* _Exercise_: Please set down the whole blog post on sobriety below, word for word.

* _Text_:
# # # # #

Monday, May 4, 2009

Happy Sobriety Birthday to ME

I am a late bloomer to the whole getting drunk thing. I did not have my first drunk until I was 17 years old. I sit in meetings, now, in the Central Valley of California and it is not unusual to sit next to 20 year olds with 10 years of sobriety. That's not my story.

At the age of 10 I read the children's book Harriett the Spy. I started keeping a journal and I have kept one ever since. Today, the journals are called blogs or they are 10th steps but a rose by any other name....at one point in my journal I made a list of all the things I wanted to do.
1) win 5 Academy Awards in a row
2) write Pulitzer prize winning novels
3) raise Irish Wolfhounds and Scottish Terriers
4) be a wife and mother of at least 6

These are good goals. There is nothing wrong with goals like these - in fact there are men and women who made such goals at the age of 10 and met those goals later in life.

Nowhere on that list was 'grow up to break my mother's heart'.

I never once wrote that I couldn't wait to be a lousy daughter, horrible sister, unreliable employee or the type of person people who went to high school with talk about as though she is already dead.

Alcoholism took me to those goals - not the good ones that involve love and dogs and getting prizes; rather, because of my alcoholism I became a post-abortive, promiscuous, criminal with my talents squandered and my life force virtually extinguished.

Today I celebrate 17 years of continuous sobriety. I look back on all I have done and all I have accomplished in the past 17 years and I have a very real sense of who and what I am. I know, without a doubt, that of myself and by myself I am a commode hugging drunk. I steal, I lie, I do whatever is necessary to live the life I want to live and the rest of you can go to hell.

I also understand that what happens to me when I drink alcohol is not the norm. It does something to me that it does not do to the average person and it is one of the reasons I do not believe society needs to change to adjust to MY illness; rather, I believe it is my responsibility to learn how to live in society as a woman who has an illness.

# # # # #

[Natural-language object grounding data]
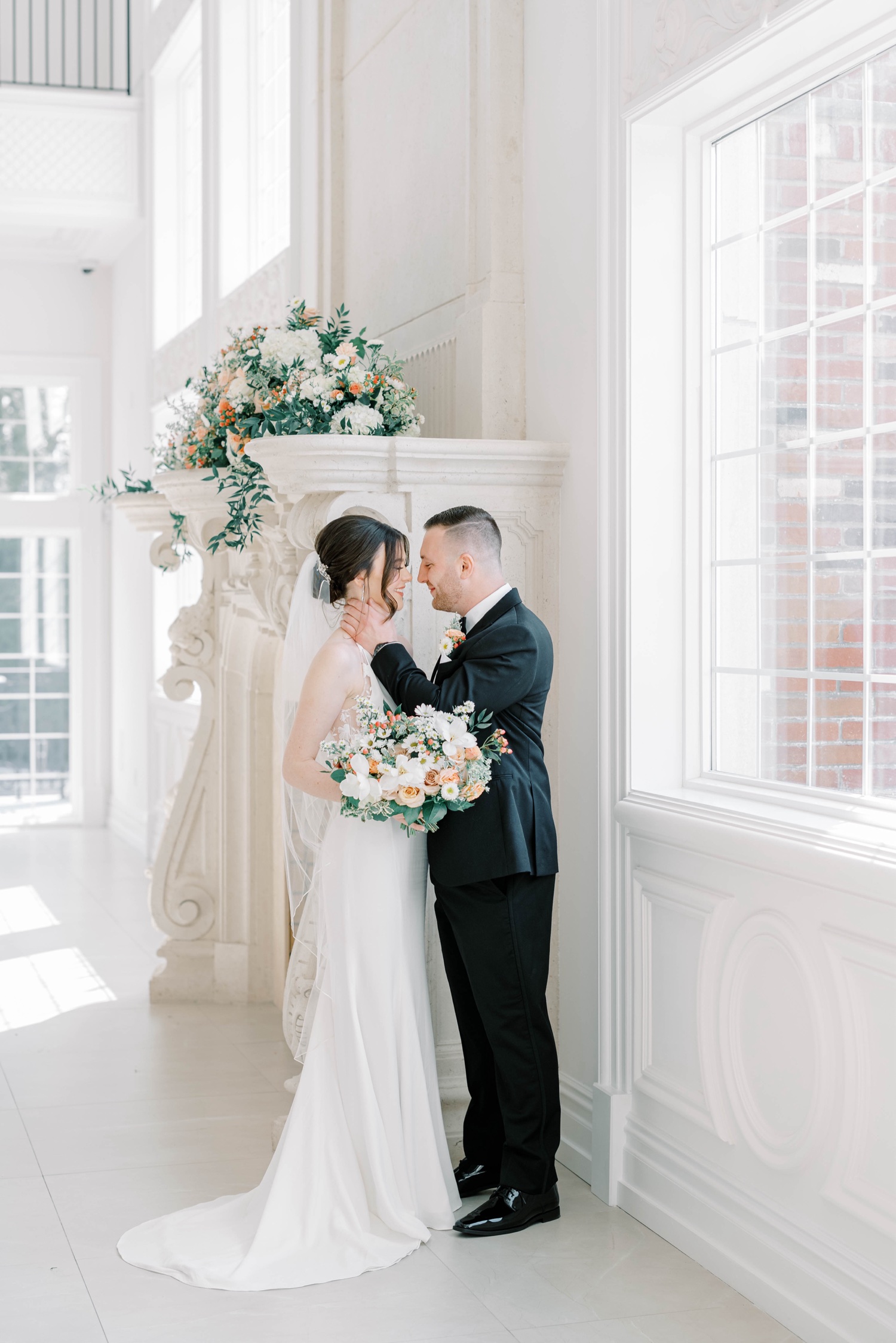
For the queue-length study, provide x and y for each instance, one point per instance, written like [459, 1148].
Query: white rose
[238, 391]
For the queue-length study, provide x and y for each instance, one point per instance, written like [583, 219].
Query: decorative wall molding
[813, 1283]
[665, 38]
[433, 375]
[771, 935]
[864, 973]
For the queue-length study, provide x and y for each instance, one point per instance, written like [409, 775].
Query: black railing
[66, 44]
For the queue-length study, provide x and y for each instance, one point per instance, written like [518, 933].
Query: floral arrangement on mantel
[296, 379]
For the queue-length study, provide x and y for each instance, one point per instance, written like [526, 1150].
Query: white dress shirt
[477, 611]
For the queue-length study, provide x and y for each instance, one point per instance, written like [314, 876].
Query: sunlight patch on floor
[23, 910]
[42, 986]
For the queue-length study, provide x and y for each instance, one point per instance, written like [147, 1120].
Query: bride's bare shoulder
[339, 657]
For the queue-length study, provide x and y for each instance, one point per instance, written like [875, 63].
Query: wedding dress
[362, 1170]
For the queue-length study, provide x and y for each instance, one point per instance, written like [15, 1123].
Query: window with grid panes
[35, 430]
[34, 672]
[803, 440]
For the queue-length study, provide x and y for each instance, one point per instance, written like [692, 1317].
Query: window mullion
[868, 513]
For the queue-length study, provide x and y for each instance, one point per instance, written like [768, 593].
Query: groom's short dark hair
[474, 526]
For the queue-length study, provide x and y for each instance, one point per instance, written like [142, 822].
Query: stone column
[405, 481]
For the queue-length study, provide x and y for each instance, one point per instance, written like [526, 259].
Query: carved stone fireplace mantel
[218, 890]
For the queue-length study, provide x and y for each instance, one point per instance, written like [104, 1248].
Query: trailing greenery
[111, 488]
[303, 378]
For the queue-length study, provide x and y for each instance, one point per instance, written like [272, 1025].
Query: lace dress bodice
[347, 724]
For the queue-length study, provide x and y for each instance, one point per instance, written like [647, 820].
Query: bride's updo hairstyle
[348, 545]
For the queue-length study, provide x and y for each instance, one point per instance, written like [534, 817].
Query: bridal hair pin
[320, 581]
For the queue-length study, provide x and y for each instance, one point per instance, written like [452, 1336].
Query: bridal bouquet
[417, 767]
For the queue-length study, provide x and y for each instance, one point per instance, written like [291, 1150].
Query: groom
[493, 868]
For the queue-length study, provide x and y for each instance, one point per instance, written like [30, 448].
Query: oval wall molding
[777, 1145]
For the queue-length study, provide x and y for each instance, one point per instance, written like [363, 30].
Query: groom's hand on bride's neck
[367, 625]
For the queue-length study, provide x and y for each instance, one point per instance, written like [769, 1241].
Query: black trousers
[496, 943]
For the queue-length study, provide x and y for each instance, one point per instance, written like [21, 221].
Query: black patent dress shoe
[510, 1210]
[474, 1178]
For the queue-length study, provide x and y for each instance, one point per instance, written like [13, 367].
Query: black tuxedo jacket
[504, 665]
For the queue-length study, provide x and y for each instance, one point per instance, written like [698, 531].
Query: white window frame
[78, 519]
[241, 253]
[171, 308]
[671, 136]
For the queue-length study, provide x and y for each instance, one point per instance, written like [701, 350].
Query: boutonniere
[453, 637]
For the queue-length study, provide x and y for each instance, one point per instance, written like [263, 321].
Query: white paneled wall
[528, 234]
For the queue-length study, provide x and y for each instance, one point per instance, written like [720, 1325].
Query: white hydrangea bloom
[357, 419]
[285, 347]
[238, 391]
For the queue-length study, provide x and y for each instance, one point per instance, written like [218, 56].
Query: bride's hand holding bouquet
[417, 767]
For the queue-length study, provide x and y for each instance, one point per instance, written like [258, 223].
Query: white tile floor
[116, 1111]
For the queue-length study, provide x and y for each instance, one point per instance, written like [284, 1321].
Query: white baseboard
[813, 1284]
[575, 1127]
[128, 824]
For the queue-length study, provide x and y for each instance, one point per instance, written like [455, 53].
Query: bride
[362, 1169]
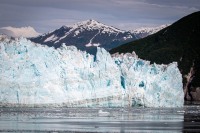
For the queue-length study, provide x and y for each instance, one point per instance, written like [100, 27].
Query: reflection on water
[89, 119]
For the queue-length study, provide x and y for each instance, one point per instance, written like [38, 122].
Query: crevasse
[32, 74]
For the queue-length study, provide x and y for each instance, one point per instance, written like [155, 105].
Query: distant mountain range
[89, 34]
[86, 35]
[146, 31]
[178, 42]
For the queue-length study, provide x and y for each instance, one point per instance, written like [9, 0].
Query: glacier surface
[33, 74]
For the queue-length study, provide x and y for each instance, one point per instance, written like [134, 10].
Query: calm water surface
[186, 119]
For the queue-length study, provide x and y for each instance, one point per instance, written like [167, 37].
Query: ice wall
[33, 74]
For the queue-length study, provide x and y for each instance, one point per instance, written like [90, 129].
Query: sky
[48, 15]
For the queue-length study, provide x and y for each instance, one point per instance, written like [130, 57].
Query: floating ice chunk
[32, 74]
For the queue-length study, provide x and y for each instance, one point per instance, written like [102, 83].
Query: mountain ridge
[177, 42]
[86, 35]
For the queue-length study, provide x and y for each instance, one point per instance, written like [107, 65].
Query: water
[186, 119]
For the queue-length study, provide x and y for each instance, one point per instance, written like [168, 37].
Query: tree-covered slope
[178, 42]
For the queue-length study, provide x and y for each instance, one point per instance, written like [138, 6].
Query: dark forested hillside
[178, 42]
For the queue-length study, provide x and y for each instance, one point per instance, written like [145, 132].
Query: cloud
[18, 32]
[46, 15]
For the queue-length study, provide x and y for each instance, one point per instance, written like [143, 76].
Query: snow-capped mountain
[19, 32]
[86, 35]
[146, 31]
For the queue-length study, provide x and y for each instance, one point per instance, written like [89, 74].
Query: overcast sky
[47, 15]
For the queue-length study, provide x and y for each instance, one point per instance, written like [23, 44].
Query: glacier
[36, 75]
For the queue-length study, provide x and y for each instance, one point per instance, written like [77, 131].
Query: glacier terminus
[37, 75]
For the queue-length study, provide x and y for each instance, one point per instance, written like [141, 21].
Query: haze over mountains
[89, 34]
[179, 42]
[18, 32]
[85, 35]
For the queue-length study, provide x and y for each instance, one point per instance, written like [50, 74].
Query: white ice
[35, 74]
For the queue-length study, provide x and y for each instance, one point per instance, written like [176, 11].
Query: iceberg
[36, 75]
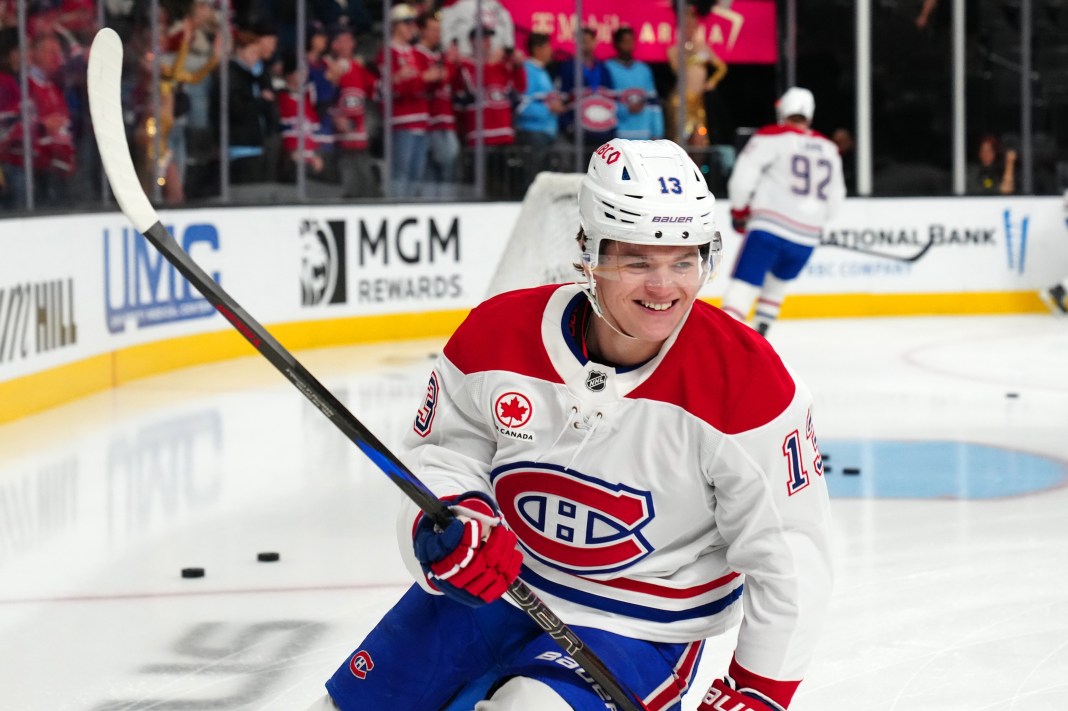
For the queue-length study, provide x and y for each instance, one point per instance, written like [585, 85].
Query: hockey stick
[883, 255]
[105, 104]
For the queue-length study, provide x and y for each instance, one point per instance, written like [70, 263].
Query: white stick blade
[106, 108]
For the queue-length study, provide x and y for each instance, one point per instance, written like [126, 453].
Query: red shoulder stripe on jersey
[504, 333]
[721, 372]
[780, 692]
[779, 129]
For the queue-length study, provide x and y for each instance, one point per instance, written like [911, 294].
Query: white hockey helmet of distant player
[796, 101]
[645, 192]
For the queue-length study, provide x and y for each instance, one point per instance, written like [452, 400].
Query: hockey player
[786, 185]
[646, 463]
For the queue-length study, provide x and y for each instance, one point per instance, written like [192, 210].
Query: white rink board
[103, 287]
[77, 286]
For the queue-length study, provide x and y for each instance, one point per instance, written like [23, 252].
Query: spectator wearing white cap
[786, 185]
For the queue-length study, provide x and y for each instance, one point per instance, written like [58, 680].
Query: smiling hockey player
[643, 461]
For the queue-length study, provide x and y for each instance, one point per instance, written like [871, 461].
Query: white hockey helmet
[796, 101]
[645, 192]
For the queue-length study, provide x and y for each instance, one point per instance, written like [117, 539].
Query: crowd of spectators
[356, 113]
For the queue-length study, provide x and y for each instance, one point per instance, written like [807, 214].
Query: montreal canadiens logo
[572, 522]
[513, 410]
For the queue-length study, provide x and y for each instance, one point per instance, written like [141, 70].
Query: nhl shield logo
[596, 380]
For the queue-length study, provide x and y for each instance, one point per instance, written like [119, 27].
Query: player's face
[645, 290]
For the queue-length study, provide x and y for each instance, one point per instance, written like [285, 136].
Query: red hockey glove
[739, 219]
[722, 697]
[475, 558]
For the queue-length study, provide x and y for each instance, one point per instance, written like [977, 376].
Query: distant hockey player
[645, 462]
[786, 185]
[1056, 296]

# # # # #

* _Final answer_:
Monday, May 4, 2009

Happy Sobriety Birthday to ME

I am a late bloomer to the whole getting drunk thing. I did not have my first drunk until I was 17 years old. I sit in meetings, now, in the Central Valley of California and it is not unusual to sit next to 20 year olds with 10 years of sobriety. That's not my story.

At the age of 10 I read the children's book Harriett the Spy. I started keeping a journal and I have kept one ever since. Today, the journals are called blogs or they are 10th steps but a rose by any other name....at one point in my journal I made a list of all the things I wanted to do.
1) win 5 Academy Awards in a row
2) write Pulitzer prize winning novels
3) raise Irish Wolfhounds and Scottish Terriers
4) be a wife and mother of at least 6

These are good goals. There is nothing wrong with goals like these - in fact there are men and women who made such goals at the age of 10 and met those goals later in life.

Nowhere on that list was 'grow up to break my mother's heart'.

I never once wrote that I couldn't wait to be a lousy daughter, horrible sister, unreliable employee or the type of person people who went to high school with talk about as though she is already dead.

Alcoholism took me to those goals - not the good ones that involve love and dogs and getting prizes; rather, because of my alcoholism I became a post-abortive, promiscuous, criminal with my talents squandered and my life force virtually extinguished.

Today I celebrate 17 years of continuous sobriety. I look back on all I have done and all I have accomplished in the past 17 years and I have a very real sense of who and what I am. I know, without a doubt, that of myself and by myself I am a commode hugging drunk. I steal, I lie, I do whatever is necessary to live the life I want to live and the rest of you can go to hell.

I also understand that what happens to me when I drink alcohol is not the norm. It does something to me that it does not do to the average person and it is one of the reasons I do not believe society needs to change to adjust to MY illness; rather, I believe it is my responsibility to learn how to live in society as a woman who has an illness.